[BEGIN Text segment]

Ratchet & Clank rebooted the PS2/3 series from scratch with stunning visuals and a fun campaign that turned out to be great for gamers young and old. The best first party Vita game made it’s way to PS4 in Gravity Rush Remastered, opening up the fantastic action game to a whole host of people who wouldn’t have heard of it otherwise. One of the several of gaming’s white whales to come out this year also managed to sneak out was The Last Guardian, which while not having the most fantastic camera controls, was exactly the final game in the ICO/Shadow of the Colossus series fans had been waiting for.
But of course, the biggest story for the PS4 in 2016 was it’s crown jewel franchise. Proving that they are among the top echelon of developers and are almost Nintendo-like in their ability to make the most of their hardware limitations, Naughty Dog finally put out the final chapter in Nathan Drake’s series with Uncharted 4: A Theif’s End. This game smashes the bar for realistic graphics, whether it be the scenery or the incredible motion capture and animation of the fantastic cast. What made this game special however was it’s story - if ever there was a game to match movie quality in writing, production, performance and emotion, Uncharted 4 is it.

[END Text segment]
[BEGIN Extracted entries]

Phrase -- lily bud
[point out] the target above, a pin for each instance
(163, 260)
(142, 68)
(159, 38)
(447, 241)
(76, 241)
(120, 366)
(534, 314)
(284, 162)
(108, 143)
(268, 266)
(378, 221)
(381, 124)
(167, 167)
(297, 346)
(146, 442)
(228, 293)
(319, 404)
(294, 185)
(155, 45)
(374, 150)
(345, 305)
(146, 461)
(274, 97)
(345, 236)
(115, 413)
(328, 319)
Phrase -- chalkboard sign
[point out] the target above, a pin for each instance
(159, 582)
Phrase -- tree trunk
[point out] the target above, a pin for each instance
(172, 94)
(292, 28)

[END Extracted entries]

▶ Task list:
- a) Reproduce the records verbatim, beginning with the line containing "Phrase -- tree trunk" and continuing through the final line of the records.
- b) Extend the passage about 2016 PlayStation 4 games, picking up after its final sentence.

▶ Answers to the exercises:
- a)
Phrase -- tree trunk
[point out] the target above, a pin for each instance
(172, 94)
(292, 28)

- b)
The Wii U Exclusives
Tokyo Mirage Sessions, Paper Mario Colour Splash, Star Fox Zero & Guard, Zelda Twilight Princess HD, Pokken Tournament
As the decline of the Wii U continued and Nintendo switched focus (heh) to their upcoming console release, the system that lagged in sales and lacked 3rd party support still managed to provide a few gems throughout the year.
While Star Fox Zero was basically a dud with a forced control scheme, it’s side project Guard was actually quite a good tower defence game that made clever use of the gamepad. Pokken Tournament brought a fighting game across to the system, using one of their biggest franchises to boot. The Gamecube/Wii Zelda, Twilight Princess, was also a welcome addition to the library - while not necessarily a favourite of many hardcore fans, the game still holds up as a fantastic Zelda game (especially without the need for motion controls.)
But it was the 2 more left field games that left quite the impression for the Wii U - Tokyo Mirage Sessions and Paper Mario Colour Splash. While it still doesn’t quite live up to the games that started the series for some, Colour Splash is a fun game with some interesting RPG mechanics built in. Tokyo Mirage Sessions, easily the number one Wii U game of the year, was a whacky, extremely Japanese game that crossed over not only characters from 2 great franchises - Shin Megami Tensei and Fire Emblem - but also RPG mechanics, pop star aspirations and Japanese teen life.
The Action Games
Rise of the Tomb Raider, Deus Ex: Mankind Divided, Hitman, Dishonored 2
AAA Third Party action/adventure/immersive sim/action RPG games also managed to step up their game this year, offering up a great array of adventures for us to embark on.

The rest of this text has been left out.